## Aim of the exercise
Write out the material below exactly, beginning at the line that contains "the penguin webbed" and ending with its last line, both ends included; write nothing else.

## Extracted entries
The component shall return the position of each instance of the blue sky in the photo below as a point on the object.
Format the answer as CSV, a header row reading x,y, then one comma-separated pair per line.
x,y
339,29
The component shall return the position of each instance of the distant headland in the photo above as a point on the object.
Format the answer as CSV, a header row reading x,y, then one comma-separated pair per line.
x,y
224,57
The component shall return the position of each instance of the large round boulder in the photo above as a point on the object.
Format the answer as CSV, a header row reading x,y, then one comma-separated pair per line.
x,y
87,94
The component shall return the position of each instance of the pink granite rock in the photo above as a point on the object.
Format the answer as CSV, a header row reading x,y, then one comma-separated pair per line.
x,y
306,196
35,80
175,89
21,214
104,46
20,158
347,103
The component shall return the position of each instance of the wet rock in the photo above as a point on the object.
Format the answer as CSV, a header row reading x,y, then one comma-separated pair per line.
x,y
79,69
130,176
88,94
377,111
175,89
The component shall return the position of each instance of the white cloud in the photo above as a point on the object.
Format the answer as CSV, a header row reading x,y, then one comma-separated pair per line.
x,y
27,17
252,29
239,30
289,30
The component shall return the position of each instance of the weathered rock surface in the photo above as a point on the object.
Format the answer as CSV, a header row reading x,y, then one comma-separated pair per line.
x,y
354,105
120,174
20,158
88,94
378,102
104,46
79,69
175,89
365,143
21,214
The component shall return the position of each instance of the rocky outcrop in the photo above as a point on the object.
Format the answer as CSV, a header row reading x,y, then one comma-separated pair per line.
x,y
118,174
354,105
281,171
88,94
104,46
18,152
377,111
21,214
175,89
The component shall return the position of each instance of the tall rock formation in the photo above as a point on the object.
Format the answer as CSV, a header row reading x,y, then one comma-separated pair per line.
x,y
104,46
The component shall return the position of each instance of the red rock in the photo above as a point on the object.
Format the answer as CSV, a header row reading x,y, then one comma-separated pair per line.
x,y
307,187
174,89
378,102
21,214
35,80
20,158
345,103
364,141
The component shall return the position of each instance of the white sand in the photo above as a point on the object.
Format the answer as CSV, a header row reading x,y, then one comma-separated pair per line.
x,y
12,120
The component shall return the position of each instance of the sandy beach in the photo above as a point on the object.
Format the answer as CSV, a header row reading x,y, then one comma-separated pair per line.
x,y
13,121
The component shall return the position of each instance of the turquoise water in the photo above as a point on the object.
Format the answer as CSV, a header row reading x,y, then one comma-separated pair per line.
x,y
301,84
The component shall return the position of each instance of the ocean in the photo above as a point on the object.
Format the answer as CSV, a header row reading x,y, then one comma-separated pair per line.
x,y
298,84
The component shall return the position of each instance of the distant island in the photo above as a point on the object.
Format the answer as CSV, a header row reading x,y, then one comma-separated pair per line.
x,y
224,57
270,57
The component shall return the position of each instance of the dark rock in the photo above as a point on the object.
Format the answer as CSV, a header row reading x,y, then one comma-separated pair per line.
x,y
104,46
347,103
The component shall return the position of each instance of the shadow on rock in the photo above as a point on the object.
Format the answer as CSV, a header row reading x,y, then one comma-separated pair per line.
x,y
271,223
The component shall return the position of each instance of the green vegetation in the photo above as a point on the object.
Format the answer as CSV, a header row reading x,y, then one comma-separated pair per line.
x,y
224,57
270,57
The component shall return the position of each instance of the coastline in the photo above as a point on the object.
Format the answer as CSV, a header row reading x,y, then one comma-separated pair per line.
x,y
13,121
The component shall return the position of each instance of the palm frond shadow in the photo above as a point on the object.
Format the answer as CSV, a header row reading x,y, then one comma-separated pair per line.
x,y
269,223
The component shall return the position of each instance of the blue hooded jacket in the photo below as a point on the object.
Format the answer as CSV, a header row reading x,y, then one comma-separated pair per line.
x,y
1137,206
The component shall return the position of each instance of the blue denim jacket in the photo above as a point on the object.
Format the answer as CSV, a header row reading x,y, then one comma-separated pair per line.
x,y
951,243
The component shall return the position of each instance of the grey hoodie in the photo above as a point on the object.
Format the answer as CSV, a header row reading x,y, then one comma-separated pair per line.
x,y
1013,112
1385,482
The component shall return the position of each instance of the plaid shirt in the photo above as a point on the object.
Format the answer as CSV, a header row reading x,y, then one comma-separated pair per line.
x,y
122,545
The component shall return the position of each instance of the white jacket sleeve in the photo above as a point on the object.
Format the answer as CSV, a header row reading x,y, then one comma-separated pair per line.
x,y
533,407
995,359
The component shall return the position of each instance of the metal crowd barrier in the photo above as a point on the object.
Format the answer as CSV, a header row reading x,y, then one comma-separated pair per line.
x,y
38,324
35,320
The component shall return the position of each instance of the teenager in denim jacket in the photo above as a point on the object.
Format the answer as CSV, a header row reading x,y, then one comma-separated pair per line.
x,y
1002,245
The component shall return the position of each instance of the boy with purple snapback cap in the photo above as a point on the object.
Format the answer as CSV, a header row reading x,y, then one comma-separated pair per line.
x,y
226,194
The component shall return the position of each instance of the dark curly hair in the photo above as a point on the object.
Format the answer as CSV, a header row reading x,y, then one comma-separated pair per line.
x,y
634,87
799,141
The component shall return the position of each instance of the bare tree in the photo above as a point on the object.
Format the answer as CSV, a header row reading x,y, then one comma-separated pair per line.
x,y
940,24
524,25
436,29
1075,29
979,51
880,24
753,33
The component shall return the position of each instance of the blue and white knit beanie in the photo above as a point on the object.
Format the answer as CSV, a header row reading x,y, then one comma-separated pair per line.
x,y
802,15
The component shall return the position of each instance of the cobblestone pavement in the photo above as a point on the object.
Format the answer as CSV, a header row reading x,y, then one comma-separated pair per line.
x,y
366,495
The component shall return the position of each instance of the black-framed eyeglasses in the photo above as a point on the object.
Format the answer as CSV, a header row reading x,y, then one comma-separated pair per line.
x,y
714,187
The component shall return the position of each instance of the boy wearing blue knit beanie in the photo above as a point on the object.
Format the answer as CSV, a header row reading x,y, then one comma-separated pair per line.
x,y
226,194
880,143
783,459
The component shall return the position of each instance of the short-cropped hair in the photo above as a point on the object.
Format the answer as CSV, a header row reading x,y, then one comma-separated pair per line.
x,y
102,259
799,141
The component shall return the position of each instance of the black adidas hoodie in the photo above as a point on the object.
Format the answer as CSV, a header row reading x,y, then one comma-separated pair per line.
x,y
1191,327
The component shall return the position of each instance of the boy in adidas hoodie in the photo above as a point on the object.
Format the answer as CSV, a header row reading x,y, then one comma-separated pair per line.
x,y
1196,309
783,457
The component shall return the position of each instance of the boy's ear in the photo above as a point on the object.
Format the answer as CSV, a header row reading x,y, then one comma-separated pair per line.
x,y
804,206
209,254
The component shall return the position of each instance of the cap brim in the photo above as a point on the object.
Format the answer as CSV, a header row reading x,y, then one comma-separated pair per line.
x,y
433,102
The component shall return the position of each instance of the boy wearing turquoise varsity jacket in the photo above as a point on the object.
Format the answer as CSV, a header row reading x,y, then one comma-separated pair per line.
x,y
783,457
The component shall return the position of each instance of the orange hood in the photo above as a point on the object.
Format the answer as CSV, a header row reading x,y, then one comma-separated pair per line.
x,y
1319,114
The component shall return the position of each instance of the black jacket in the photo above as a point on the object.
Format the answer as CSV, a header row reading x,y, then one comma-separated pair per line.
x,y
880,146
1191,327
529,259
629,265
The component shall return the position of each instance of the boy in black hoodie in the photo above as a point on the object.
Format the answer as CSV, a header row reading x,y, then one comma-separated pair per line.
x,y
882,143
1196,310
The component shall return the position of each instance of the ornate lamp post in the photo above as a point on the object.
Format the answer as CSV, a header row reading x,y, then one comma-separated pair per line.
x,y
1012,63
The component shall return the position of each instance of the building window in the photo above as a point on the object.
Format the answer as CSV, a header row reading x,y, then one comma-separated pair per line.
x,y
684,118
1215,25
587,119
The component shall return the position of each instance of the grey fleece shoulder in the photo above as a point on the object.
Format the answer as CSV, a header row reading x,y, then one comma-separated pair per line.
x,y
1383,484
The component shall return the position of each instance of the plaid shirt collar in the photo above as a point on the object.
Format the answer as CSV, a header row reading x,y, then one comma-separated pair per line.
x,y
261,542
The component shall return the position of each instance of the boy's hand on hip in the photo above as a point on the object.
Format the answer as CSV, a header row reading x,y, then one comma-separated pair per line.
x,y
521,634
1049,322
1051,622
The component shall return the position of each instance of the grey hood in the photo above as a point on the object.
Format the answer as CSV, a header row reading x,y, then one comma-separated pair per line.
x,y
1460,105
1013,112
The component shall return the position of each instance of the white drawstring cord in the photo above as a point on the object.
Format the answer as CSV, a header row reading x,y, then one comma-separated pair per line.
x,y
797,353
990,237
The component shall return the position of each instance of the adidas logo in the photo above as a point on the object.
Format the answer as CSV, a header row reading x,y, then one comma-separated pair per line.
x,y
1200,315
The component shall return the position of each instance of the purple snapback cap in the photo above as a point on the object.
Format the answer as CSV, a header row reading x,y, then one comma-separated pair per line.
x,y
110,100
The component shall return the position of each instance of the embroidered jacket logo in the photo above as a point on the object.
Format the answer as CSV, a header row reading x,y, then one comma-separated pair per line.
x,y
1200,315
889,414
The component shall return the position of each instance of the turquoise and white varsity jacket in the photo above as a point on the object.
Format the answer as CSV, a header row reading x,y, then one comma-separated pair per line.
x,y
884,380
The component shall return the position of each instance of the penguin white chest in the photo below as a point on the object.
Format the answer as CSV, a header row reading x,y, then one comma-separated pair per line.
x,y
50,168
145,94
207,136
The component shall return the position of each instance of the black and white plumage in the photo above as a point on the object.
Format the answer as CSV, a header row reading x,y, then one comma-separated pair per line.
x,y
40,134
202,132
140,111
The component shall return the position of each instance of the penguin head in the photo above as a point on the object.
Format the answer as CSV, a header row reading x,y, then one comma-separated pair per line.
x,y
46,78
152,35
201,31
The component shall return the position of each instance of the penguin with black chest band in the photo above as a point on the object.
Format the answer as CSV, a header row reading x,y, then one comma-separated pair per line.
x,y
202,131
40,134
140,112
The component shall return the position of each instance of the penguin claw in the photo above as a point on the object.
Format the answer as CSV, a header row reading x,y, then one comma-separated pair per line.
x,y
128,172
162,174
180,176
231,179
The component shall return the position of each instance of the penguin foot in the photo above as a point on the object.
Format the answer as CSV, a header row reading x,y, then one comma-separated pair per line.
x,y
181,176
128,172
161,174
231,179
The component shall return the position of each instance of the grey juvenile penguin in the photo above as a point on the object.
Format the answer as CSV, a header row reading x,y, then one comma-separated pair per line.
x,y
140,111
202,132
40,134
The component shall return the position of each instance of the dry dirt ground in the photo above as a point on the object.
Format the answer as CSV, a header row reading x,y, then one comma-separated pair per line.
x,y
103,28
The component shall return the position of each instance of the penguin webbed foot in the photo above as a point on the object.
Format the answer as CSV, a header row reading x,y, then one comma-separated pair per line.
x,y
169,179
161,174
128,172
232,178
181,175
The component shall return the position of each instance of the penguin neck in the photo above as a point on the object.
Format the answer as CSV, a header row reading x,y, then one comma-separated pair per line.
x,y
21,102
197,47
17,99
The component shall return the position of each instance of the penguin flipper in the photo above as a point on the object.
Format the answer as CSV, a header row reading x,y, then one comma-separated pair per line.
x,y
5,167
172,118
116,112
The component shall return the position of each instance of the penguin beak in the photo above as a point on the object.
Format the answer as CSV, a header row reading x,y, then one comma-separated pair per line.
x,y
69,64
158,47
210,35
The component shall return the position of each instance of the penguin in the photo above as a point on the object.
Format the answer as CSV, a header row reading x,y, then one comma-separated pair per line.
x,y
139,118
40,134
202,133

## Exercise output
The component shall return the position of each instance of the penguin webbed foot in the photo above as a point on the object.
Format the answer as CSV, a header row reading x,y, then one comma-separated pair per line.
x,y
169,179
161,174
128,172
232,178
181,175
The component shall return the position of each instance of the penguin neck in the photo above as a point on the object.
Format the answer as CSV, a header row reading x,y, then one comma-separated pair per line.
x,y
21,102
197,47
17,99
The component shall return the position of each instance of the penguin flipper in the photo above as a point on the object.
Format the answer as CSV, a header row reading x,y, then one comma-separated pair per line.
x,y
5,167
172,118
116,112
The component shall return the position of each instance of the penguin beak in the photo above as a point on the object.
Format the answer as CSV, a header row reading x,y, then one comma-separated pair per line.
x,y
69,64
158,47
210,35
The component shall return the position of each instance of the penguin in the photo above as a point on the object.
Format the answer as CSV, a header row reading x,y, then one comma-separated pair per line.
x,y
139,118
40,134
202,133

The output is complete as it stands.